• **Written instruction**: Please report how many lines in the rows below contain the string "tree", matching case exactly. Give only the number.

• **Records to use**:

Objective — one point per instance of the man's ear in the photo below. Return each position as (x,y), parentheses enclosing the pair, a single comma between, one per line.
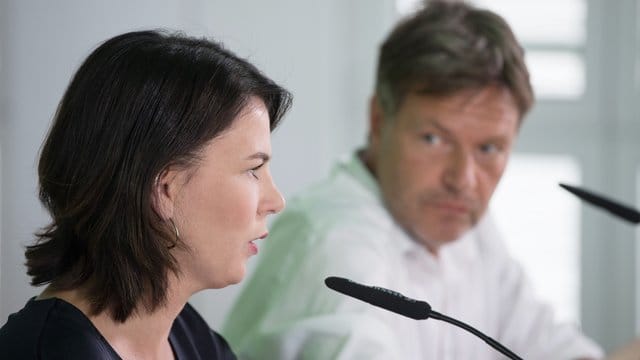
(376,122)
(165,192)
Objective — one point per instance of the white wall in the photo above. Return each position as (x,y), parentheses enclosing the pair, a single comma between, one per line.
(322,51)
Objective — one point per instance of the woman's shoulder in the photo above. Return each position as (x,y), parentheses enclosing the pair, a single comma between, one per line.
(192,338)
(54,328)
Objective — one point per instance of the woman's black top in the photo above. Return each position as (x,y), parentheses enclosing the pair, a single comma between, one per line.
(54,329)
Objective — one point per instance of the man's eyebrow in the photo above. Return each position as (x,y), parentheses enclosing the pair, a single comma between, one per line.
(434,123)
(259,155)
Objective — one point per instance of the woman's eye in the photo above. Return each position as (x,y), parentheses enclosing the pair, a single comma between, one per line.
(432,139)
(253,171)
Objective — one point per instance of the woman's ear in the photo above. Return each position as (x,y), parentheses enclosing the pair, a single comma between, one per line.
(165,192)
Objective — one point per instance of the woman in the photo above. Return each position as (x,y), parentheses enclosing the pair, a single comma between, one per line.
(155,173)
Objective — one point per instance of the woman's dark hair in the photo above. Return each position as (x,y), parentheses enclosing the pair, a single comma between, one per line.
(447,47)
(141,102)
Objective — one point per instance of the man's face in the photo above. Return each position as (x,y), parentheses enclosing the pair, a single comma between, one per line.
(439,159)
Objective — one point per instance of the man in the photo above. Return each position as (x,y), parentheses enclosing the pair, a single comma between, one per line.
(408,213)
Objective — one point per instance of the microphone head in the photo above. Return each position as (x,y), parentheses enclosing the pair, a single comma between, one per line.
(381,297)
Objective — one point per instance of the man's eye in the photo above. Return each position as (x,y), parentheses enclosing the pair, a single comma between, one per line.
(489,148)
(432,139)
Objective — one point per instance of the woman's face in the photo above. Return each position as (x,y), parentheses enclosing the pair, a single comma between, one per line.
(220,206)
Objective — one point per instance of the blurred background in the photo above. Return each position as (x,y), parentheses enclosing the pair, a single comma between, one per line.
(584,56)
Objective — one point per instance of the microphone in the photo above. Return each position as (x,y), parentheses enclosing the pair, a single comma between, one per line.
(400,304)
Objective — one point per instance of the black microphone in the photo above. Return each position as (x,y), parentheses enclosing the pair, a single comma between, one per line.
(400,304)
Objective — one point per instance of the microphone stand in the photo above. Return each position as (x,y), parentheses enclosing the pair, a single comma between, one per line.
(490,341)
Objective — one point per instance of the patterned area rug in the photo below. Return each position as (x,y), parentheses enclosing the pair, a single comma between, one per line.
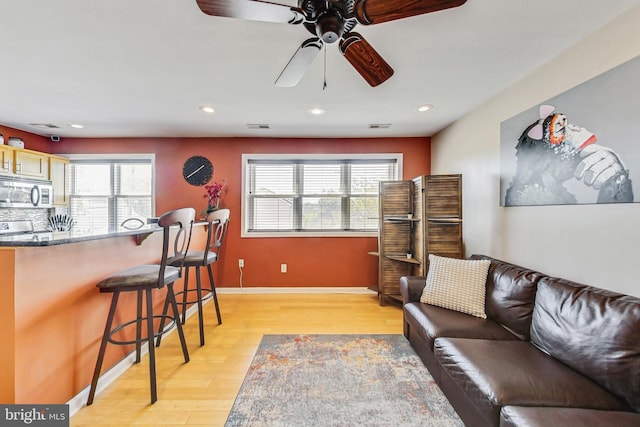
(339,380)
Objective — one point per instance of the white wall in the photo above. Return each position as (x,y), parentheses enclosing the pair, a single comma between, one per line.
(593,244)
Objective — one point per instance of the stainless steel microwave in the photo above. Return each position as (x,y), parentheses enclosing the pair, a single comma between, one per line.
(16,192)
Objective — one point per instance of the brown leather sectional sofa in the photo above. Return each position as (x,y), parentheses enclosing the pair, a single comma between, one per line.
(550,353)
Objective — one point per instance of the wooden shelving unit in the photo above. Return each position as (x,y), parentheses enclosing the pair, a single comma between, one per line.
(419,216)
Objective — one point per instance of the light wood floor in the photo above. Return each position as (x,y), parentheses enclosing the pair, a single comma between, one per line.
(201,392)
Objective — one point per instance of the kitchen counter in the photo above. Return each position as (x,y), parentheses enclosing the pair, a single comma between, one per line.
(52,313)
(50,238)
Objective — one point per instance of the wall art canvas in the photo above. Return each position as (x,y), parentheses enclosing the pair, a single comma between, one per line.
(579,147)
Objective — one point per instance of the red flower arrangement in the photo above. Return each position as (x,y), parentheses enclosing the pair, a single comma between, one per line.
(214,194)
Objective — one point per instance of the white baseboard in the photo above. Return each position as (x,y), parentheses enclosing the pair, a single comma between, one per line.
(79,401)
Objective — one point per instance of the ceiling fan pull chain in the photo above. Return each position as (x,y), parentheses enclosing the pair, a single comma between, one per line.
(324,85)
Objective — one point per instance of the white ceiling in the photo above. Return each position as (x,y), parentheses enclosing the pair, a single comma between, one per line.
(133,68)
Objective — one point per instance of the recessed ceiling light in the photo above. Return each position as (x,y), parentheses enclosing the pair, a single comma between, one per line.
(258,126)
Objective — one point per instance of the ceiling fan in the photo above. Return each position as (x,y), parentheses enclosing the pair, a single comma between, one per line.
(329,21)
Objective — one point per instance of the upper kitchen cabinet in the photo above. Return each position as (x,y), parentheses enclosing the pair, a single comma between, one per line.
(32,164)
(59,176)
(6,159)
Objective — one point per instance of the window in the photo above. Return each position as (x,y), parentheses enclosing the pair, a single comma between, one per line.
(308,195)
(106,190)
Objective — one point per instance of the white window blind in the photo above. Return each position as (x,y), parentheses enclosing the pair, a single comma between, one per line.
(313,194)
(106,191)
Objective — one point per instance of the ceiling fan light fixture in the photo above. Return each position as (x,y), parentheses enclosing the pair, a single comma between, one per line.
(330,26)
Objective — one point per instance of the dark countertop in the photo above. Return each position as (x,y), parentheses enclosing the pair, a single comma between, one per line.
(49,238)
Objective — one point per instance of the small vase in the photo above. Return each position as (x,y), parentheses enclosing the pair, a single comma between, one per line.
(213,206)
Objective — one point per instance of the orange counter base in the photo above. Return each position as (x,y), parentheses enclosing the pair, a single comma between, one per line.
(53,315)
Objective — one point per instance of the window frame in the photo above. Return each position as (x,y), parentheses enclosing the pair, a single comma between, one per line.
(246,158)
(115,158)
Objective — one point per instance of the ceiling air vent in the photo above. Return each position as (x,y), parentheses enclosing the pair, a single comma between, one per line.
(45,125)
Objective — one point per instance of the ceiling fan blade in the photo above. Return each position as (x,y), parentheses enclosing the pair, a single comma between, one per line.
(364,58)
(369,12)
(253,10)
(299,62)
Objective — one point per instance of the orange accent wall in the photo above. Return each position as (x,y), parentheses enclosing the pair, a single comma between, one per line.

--

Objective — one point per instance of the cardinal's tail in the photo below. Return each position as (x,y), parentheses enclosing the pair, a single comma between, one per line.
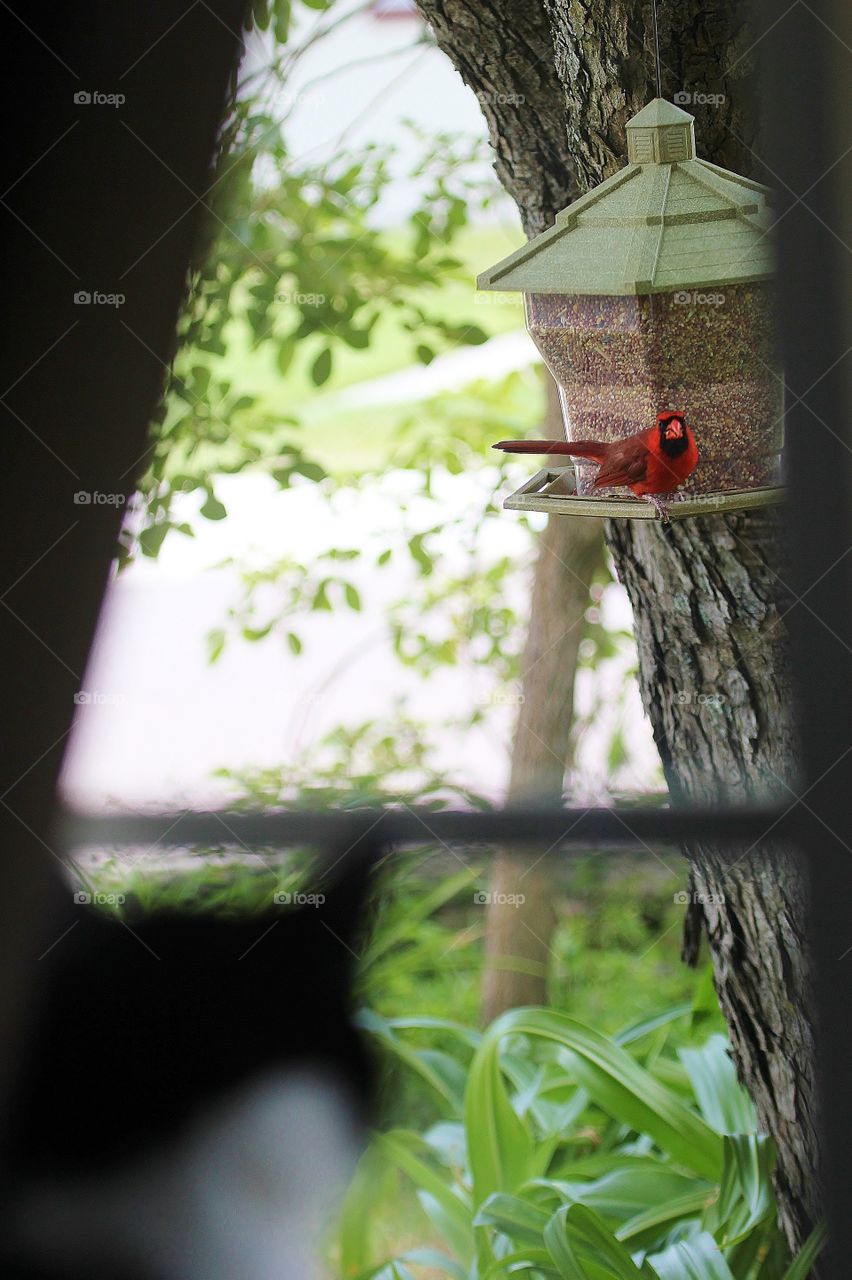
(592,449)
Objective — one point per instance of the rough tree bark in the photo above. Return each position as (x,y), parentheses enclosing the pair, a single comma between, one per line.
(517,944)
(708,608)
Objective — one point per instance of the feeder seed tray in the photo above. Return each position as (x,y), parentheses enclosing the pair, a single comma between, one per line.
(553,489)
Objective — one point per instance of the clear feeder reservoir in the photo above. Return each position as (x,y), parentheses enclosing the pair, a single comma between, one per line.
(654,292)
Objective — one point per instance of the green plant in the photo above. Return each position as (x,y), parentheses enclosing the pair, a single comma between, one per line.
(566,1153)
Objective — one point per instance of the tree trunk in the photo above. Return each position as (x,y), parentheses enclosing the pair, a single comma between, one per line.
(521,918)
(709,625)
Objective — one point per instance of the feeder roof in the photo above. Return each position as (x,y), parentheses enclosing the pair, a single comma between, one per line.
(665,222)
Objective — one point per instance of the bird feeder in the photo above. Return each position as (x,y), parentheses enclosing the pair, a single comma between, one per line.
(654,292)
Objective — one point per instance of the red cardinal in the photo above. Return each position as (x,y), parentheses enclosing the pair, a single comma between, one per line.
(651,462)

---

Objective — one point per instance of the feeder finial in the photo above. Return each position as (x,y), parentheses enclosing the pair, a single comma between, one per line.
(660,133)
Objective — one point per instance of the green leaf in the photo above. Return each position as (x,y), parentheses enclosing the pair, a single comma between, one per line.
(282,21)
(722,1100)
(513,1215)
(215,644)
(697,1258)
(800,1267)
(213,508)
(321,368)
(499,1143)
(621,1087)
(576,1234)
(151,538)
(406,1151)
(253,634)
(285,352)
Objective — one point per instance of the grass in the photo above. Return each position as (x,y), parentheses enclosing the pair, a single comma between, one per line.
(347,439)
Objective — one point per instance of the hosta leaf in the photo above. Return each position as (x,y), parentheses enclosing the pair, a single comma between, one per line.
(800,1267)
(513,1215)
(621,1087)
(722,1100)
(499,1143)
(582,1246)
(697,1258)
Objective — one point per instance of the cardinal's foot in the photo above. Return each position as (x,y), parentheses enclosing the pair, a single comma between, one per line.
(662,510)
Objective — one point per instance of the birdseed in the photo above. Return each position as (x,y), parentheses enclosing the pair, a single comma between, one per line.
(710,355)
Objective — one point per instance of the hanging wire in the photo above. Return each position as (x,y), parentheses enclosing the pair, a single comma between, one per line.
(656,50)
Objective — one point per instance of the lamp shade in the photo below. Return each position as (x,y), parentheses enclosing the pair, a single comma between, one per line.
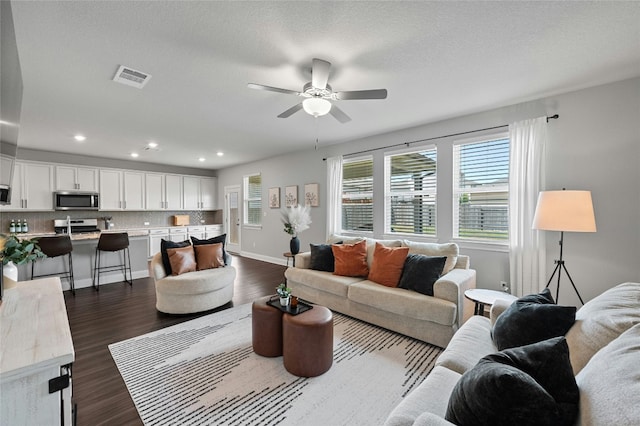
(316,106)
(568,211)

• **The completed task**: 2